[Written instruction 1] Reproduce the article about Croydon's SPD2 planning guide word for word, everything from "The proposal to" down to "at Croydon Council.".
[Written instruction 2] Continue the article about Croydon's SPD2 planning guide, picking up after its last sentence.

[Document excerpt]
Croydon’s part-time Mayor, Jason Perry, will deliver on one of his key promises tonight when, at his first council cabinet meeting since his election last month, he will bin SPD2, dubbed by Inside Croydon as the “developers’ charter”.

The notorious “suburban design guide supplementary planning document”, or SPD2 for short, ha been blamed by thousands of residents for the destruction of dozens of family houses and the concreting over of their neighbourhoods with hundreds of often ugly and usually over-priced flats. The antipathy towards SPD2 is, perhaps more than any other single factor, the reason that Croydon now has a directly-elected Mayor.

The proposal to revoke SPD2 is contained in a report that has been drafted by three senior council officials, including the council’s director of planning, Heather Cheesbrough – who was one of the main forces behind the implementation of SPD2 in the first place, and whose position at the council becomes more untenable by the day.

During the mayoral election campaign, one of the candidates – not Perry – called for Cheesbrough’s immediate replacement. With the junking of one of her prized pieces of handiwork, and following the conduct of the first planning committee of the new administration last week, Cheesbrough and some of her senior officials might soon be deciding that they really do need to consider their positions at Croydon Council.

Time to go: exec director Heather Cheesbrough’s position is looking increasingly untenable

In a tortuously slow committee meeting last week, under the new chair, Tory councillor Michael Neal (a long-time ward colleague of Perry), all three applications under consideration were refused planning permission.

All three of the applications had come forward with recommendations from council officials – Cheesbrough’s staff – that they should be granted planning consent.

[Extracted records]
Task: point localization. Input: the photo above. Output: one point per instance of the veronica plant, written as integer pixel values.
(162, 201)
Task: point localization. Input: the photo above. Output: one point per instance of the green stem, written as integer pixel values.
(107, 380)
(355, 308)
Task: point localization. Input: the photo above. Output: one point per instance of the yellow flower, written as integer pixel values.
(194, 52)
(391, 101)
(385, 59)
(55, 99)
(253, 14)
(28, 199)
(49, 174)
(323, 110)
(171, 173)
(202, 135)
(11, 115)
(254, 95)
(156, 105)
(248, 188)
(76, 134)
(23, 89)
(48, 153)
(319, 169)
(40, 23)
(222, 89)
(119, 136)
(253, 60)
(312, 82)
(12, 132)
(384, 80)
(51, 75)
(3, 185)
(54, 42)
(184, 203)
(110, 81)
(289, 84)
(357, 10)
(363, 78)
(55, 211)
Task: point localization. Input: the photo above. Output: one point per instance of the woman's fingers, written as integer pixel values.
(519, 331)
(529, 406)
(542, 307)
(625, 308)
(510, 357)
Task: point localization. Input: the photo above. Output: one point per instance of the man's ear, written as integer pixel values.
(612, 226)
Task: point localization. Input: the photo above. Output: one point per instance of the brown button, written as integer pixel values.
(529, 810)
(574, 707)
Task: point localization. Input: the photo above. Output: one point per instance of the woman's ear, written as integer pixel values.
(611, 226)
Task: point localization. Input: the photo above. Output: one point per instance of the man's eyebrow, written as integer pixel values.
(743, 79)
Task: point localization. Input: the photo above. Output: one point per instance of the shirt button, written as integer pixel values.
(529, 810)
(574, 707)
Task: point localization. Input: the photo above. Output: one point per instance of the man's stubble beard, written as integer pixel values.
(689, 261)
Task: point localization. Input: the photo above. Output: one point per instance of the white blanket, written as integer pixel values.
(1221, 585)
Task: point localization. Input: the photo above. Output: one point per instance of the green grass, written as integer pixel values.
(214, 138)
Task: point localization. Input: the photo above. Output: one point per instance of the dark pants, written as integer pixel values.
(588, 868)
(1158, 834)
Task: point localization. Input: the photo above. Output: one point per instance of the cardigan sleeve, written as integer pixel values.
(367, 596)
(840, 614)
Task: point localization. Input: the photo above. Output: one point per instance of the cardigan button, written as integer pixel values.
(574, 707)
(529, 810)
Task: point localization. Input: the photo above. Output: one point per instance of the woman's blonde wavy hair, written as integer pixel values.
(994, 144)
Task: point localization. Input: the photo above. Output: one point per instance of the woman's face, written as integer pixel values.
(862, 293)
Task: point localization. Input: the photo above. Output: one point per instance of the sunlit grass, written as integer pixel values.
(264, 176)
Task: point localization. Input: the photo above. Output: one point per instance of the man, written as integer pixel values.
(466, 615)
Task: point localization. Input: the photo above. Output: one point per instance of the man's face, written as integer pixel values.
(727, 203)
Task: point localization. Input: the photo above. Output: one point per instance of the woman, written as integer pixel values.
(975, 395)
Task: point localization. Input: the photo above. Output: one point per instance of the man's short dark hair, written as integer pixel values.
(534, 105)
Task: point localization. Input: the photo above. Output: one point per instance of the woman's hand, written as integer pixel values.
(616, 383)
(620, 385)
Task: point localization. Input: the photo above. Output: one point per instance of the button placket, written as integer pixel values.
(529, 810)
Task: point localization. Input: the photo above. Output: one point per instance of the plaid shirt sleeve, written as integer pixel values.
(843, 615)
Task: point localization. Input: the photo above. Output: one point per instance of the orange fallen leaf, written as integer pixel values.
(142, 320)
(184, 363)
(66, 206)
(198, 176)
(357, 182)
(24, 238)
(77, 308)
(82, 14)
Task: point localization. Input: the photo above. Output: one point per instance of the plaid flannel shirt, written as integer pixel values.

[Reply 1]
The proposal to revoke SPD2 is contained in a report that has been drafted by three senior council officials, including the council’s director of planning, Heather Cheesbrough – who was one of the main forces behind the implementation of SPD2 in the first place, and whose position at the council becomes more untenable by the day.

During the mayoral election campaign, one of the candidates – not Perry – called for Cheesbrough’s immediate replacement. With the junking of one of her prized pieces of handiwork, and following the conduct of the first planning committee of the new administration last week, Cheesbrough and some of her senior officials might soon be deciding that they really do need to consider their positions at Croydon Council.

[Reply 2]
After years of watching often mediocre blocks of flats passed by the committee almost on the nod, when Labour councillors Paul Scott, Toni Letts and “Thirsty” Chris Clark, were planning chairs, Nicola Townsend, the head planner, and her colleagues sometimes appeared to be in a state of shock as, in case after case, their “considered”, professional recommendations were dismissed.

“SPD2 remains adopted guidance,” the committee had to be reminded more than once, as the Tory members began to get over-excited about the prospect of their new Mayor ditching Scott and Cheesbrough’s devious piece of local planning policy, which gave profit-greedy developers, and their family and friends in the planning department, carte blanche to build whatever and wherever they fancied.

‘Developers’ charter’: Back in 2019, Cheesbrough’s name was one of three who drafted and recommended adoption of SPD2. She is the only one remaining at the council

At the committee meeting, dire warnings about possible costly appeals to the government’s planning inspectorate and – worse! – even fines being handed out to the cash-strapped council were dismissed by Neal.

“We shouldn’t worry about costs,” Neal, more than once, told his committee, in an almost cavalier, and very unConservative, manner.

“Costs can be significant, and they should be a consideration,” Townsend contradicted.

Not that the committee – comprising five Tory and five Labour councillors, but with the chair’s “golden ticket” of the casting vote in Neal’s hands – always voted along party lines.

One scheme, at 62, The Ridge Way, in Sanderstead, drew the sort of 5-5 draw that might be expected, with Neal using his casting vote to reject. But when it came to a proposal to bulldoze two bungalows on Firs Road in Kenley to squeeze on to the plot eight four- and five-bed family houses, this was rejected by a 9-0 vote (with one abstention).

Busted: planner Jan Slominski had his recommendations refused

This scheme had been recommended for approval by none other than Jan Slominski, a senior council planner who this time last year was working for property developers. What the disappointed developers, Indigo Scott, must think after they spent about nine months and tens of thousands of pounds working up their proposals with the “help” of Croydon Council planners in the pre-application process can only be imagined.

Crest-fallen Townsend, Slominski and their colleagues will have spent considerable time this week doing a 180-degree U-turn over each of the applications that were considered at the meeting, now putting forward what needs to be a legally water-tight case for refusal on applications which just a few weeks ago they were lauding in official reports as schemes that should be approved.

The seismic shift from the previous planning regime was quickly greeted with a bit of dodgy triumphalism from Chris Philp, the Tory MP for Croydon South, who emailed some of his constituents the following morning with his customary truth-lite and fact-free approach.

“Labour… still voted in favour of the proposals last night,” Philp lied.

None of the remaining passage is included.